[Work request] Please filter the data below down to the lines holding the string "cowboy".
[Given records — start]
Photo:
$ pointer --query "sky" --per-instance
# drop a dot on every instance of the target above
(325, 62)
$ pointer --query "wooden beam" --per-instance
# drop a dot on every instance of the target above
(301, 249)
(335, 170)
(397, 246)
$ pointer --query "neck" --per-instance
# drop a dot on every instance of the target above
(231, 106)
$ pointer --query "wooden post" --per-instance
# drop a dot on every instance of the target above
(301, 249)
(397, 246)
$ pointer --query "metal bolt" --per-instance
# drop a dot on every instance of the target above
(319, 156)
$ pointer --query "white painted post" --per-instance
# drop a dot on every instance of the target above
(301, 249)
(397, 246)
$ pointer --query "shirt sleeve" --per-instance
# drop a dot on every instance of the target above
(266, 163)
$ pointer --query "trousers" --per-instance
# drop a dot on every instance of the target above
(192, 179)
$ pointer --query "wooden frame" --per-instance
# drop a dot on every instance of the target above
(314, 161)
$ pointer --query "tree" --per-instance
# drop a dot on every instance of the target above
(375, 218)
[Given records — finish]
[Given records — start]
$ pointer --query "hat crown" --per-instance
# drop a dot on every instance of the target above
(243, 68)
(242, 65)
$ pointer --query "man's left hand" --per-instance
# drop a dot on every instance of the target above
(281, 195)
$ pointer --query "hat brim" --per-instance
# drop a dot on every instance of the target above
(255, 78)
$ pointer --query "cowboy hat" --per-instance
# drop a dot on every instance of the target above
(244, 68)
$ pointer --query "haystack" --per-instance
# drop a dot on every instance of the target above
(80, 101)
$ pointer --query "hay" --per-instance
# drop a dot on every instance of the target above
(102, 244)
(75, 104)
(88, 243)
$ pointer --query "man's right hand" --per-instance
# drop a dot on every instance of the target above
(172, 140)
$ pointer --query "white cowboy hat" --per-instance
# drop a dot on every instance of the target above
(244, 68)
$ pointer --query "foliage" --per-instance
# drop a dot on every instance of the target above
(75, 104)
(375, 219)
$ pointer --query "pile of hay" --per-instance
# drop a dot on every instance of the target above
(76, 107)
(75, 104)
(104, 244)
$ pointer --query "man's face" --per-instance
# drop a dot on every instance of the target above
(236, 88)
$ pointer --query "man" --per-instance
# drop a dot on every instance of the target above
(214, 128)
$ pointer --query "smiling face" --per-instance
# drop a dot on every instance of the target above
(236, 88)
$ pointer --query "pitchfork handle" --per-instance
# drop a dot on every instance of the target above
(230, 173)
[Given records — finish]
[Task answer]
$ pointer --query "cowboy hat" --per-instance
$ pointer --query "white cowboy hat" --per-instance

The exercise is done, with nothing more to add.